- [Work item]: Make an exact copy of every record that follows.

Supplied information: Begin

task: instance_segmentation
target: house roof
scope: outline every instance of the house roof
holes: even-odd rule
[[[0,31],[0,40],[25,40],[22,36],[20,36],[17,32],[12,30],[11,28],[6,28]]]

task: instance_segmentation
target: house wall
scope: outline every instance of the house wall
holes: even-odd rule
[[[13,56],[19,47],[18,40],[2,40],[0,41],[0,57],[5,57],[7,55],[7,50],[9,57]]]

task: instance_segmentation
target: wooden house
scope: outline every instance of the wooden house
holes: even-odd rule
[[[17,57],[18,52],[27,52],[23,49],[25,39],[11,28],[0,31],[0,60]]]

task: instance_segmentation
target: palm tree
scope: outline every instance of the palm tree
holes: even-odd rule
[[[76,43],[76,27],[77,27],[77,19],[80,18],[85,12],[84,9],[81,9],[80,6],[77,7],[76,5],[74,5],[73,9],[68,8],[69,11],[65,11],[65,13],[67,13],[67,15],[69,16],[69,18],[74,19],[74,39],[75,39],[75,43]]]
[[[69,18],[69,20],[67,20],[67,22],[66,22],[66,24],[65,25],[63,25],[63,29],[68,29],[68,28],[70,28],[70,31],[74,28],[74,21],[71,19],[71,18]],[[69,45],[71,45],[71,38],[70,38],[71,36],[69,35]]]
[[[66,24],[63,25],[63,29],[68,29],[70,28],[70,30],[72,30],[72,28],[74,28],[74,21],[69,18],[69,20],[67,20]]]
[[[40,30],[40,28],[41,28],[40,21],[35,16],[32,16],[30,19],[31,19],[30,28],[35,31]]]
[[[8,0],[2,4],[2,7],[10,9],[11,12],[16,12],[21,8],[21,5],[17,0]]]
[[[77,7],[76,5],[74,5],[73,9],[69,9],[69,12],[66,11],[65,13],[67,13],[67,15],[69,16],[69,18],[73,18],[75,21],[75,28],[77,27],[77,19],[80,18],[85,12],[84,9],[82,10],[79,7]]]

Supplied information: End

- [Response area]:
task: instance_segmentation
target: house roof
scope: outline every instance of the house roof
holes: even-odd rule
[[[0,31],[0,40],[25,40],[22,36],[20,36],[17,32],[12,30],[11,28],[6,28]]]

task: instance_segmentation
target: house wall
scope: outline every instance of the house wall
holes: even-odd rule
[[[13,56],[19,47],[18,40],[2,40],[0,41],[0,57],[5,57],[7,55],[7,50],[9,57]]]

task: instance_segmentation
target: wooden house
scope: outline every instance of the wooden house
holes: even-odd rule
[[[17,57],[18,52],[27,52],[23,49],[25,39],[11,28],[0,31],[0,60]]]

task: instance_segmentation
target: palm tree
scope: outline every instance of the palm tree
holes: even-odd rule
[[[76,43],[76,27],[77,27],[77,19],[80,18],[85,12],[84,9],[81,9],[80,6],[77,7],[76,5],[74,5],[73,9],[68,8],[69,11],[65,11],[65,13],[67,13],[67,15],[69,16],[69,18],[74,19],[74,39],[75,39],[75,43]]]
[[[69,18],[69,20],[67,20],[67,22],[66,22],[66,24],[65,25],[63,25],[63,29],[68,29],[68,28],[70,28],[70,31],[74,28],[74,21],[71,19],[71,18]],[[69,45],[71,45],[71,38],[70,38],[71,36],[69,35]]]
[[[66,24],[63,25],[63,29],[68,29],[70,28],[70,30],[72,30],[72,28],[74,28],[74,21],[69,18],[69,20],[67,20]]]
[[[40,30],[40,28],[41,28],[40,21],[35,16],[32,16],[30,19],[31,19],[30,28],[35,31]]]
[[[8,0],[2,4],[2,7],[10,9],[11,12],[16,12],[21,8],[21,5],[17,0]]]
[[[77,7],[76,5],[74,5],[73,9],[69,9],[69,12],[66,11],[65,13],[67,13],[67,15],[69,16],[69,18],[73,18],[75,21],[75,28],[77,27],[77,19],[80,18],[85,12],[84,9],[82,10],[79,7]]]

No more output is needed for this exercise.